→ **SELECTED PASSAGE**:
..............................

Language Vulnerabilities base document

Collated by: Brian Wichmann

1 Foreword
2 Scope
    2.1 In Scope
    2.2 Not in scope
    2.3 Cautious approach
3 Vulnerability issues
    3.1 Human factors
    3.2 Predictable execution
        3.2.1 Language definition
        3.2.2 Precision of Language
    3.3 Portability
4 Guideline selection process
    4.1 Cost/benefit analysis
    4.2 Documenting of the selection process
5 Conformance
    5.1 Claiming conformance to requirements in this document
    5.2 Claiming conformance to a language specific guideline document
    5.3 Deviations
        5.3.1 Deviation approval requirements
6 Producing language specific guidelines
7 Evaluating a guidelines document
    7.1 Objectives of guideline document
    7.2 Coverage of guidelines relative to objectives
A Bibliography
B Factors that need to be covered in a proposed guideline recommendation
        B.0.1 Expected cost of following a guideline
        B.0.2 Expected benefit from following a guideline
    B.1 Language definition
    B.2 Measurements of language usage
    B.3 Level of expertise
    B.4 Intended purpose of guidelines
    B.5 Constructs whose behavior can vary
    B.6 Example guideline proposal template
        B.6.1 Coding Guideline
C Language-specific guidelines
    C.1 Guidelines document for language XYZ
D Recommendations considered and rejected
E Glossary
F Document details

(Please email comments/corrections to me.)

This version has heading and structure following the ISO requirements. However, it is not a draft standards document.

..............................

→ **RECORDS SHOWN**:

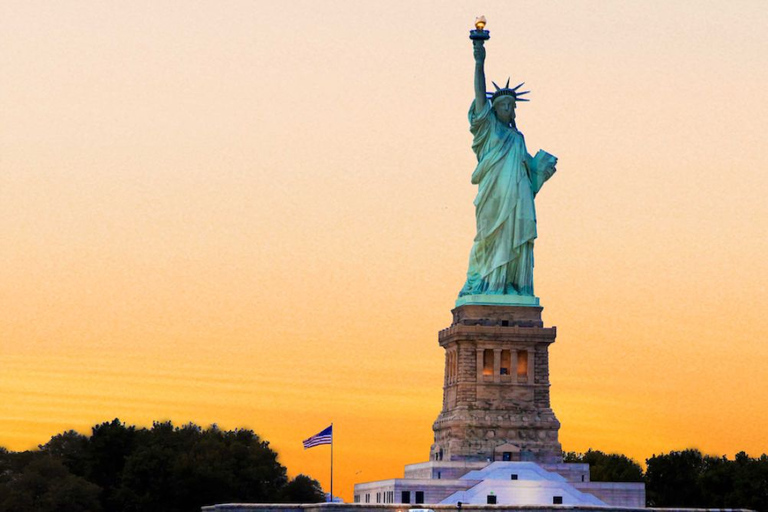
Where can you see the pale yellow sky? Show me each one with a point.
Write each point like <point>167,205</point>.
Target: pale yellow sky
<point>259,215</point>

..............................

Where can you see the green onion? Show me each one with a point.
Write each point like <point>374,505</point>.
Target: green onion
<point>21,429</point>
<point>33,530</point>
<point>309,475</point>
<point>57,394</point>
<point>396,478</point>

..............................

→ **WRITTEN TASKS**:
A: From the language vulnerabilities document, quote the stretch from "(Please email comments/corrections" through "draft standards document.".
B: According to the language vulnerabilities document, who collated it?

→ **PROBLEM SOLUTIONS**:
A:
(Please email comments/corrections to me.)

This version has heading and structure following the ISO requirements. However, it is not a draft standards document.

B: Brian Wichmann